• [EXCERPT]
-- START --

Mallika Nocco:Pun intended.
Sonali McDermid:Well, kind of slightly intended. Because we just we don't have enough data, we don't know, we don't quite know how to look at these things. Our models are not all that great, but they're suggesting something. So I think there's this really interesting interplay between models and data now, too, to say, okay, the data are showing us what's actually being irrigated where, where the crops are, where the irrigation is. We can feed that into our models and try to understand that a bit better. The models might point out some weird interactions that we might say, hey, data people, can you go back and see if this is actually happening? So, anyway, so we can follow these pathways using these combined approaches that I think are getting really exciting, even if we're not there yet completely.
Mallika Nocco:Absolutely. Something that I have been thinking a lot about related to this is the export and import of water by ET, right? So, like from my perspective, I think about it, and you know, we have all of these groundwater sustainability issues related to irrigation. And so this idea that we could take groundwater from one place, use it to irrigate a crop, that crop sweats or has ET, and then that that water gets carried away and then lands in a totally different community or place as rain. Yeah, that really kind of like blows my mind in the way I think about just water management. And I have seen some studies also that, you know, are suggesting that that's happening in the US. Like, how what how do you think we should be thinking about that? Or like, what do we need to get a better hold on those types of interactions or like this idea that there's importing and exporting of water that we might not be aware of?
Sonali McDermid:Yeah, yeah. And it's it becomes this, it and this is where I really love the inter and or multi and or transdisciplinarity of thinking about water, right? I mean, when you think about water impacts happening across large spatial scales in terms of management, right? Imports and exports, like my mind goes to things like transboundary water issues, right? Where states, you know, whether it's within a country or across states, across countries, you know, disputes over water, who has it, who has the right to it, where it gets imported, where it gets exported. These ideas of virtual water flows are now really being tracked, right? That's the food, that's the water that's embedded in our products, their food, but also other products that we use, clothing, for example. And you can kind of map now virtual water trades as a result of water used in different products. And I think what you've highlighted here, that on the ground water management, right? I mean, all water is sort of transported from somewhere, and that we know, right? And and we know what these lifetime scales are. But the idea that we've unearthed in large form a lot of fossilized water, water that wouldn't have been on the surface on the timescales, at least, that that we're kind of unearthing it, right? And we're now deploying it, right, on the land surface. And at some level, we can't actually control where it goes and that that's not being accounted for. The idea of import and export has so much embedded in those words. It's no longer just a transport. And I think climate scientists are very they like thinking about things like fluxes and transports and advection because it scientizes it. But then you start talking about imports and exports, right? That socializes it, right? You start thinking about well, how do you regulate that? How do you govern who's responsible for that, right? Is that good or bad? Is it good for one community, but bad for another community? Do they and it's sort of creating your own vulnerabilities too, right?

-- END --

• [REQUIRED TASKS]
- a) In the water-management conversation, what product other than food does Sonali McDermid name as carrying embedded water?
- b) Count the lines of the records that contain the string "truck". Give only the number.
The records below are unrelated to the water-management conversation.

• [EXERCISE MATERIALS]
-- START --

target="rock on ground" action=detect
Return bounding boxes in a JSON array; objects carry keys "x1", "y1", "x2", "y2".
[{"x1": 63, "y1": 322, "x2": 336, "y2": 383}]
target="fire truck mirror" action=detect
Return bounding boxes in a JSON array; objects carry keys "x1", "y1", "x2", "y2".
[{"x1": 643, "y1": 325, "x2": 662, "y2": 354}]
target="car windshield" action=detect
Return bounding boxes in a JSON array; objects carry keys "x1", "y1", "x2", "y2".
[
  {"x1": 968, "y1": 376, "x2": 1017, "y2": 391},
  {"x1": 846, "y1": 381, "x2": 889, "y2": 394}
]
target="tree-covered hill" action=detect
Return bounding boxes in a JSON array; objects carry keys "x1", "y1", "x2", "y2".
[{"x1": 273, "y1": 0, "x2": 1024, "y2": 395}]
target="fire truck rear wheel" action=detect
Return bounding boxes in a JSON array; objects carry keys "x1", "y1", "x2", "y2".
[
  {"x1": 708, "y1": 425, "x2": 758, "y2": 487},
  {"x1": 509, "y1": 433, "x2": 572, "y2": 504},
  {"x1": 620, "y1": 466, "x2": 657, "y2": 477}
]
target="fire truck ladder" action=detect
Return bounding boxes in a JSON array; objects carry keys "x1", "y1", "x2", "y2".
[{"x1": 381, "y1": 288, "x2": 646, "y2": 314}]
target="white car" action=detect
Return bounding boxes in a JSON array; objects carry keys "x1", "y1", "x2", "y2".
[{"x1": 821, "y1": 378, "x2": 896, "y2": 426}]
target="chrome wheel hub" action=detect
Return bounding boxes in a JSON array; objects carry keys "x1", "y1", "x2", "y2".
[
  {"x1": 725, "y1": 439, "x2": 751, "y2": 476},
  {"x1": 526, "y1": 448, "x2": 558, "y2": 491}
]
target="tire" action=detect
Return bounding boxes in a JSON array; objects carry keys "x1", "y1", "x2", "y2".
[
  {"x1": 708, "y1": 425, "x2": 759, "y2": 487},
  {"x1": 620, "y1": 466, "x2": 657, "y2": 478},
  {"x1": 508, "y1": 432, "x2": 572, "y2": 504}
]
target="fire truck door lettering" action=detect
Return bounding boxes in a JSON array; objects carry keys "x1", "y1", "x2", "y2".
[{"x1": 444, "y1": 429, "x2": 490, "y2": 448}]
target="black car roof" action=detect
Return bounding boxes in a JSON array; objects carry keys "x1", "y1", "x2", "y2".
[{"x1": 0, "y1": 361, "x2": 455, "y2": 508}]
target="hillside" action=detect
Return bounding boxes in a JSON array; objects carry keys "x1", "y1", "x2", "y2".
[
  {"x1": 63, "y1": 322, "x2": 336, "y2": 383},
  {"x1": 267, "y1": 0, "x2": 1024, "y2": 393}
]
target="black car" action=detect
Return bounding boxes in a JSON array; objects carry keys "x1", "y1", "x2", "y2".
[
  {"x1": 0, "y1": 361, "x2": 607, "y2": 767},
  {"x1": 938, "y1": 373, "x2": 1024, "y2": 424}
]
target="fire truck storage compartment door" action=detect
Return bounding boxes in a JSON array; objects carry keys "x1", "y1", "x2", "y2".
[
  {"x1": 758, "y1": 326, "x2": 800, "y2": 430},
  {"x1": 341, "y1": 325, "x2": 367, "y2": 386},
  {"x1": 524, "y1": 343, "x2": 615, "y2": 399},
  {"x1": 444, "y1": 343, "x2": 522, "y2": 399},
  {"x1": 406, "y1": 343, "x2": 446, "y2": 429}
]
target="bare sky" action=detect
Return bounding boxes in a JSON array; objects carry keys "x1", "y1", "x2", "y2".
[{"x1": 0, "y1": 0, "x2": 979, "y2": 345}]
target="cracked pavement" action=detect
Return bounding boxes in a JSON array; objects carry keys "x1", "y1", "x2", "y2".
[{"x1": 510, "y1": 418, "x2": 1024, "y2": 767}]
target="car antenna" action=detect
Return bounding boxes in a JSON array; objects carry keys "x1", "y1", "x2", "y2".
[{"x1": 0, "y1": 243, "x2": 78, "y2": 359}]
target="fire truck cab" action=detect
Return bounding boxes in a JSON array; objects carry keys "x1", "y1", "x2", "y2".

-- END --

• [ANSWERS FOR THE TASKS]
- a) Clothing.

- b) 6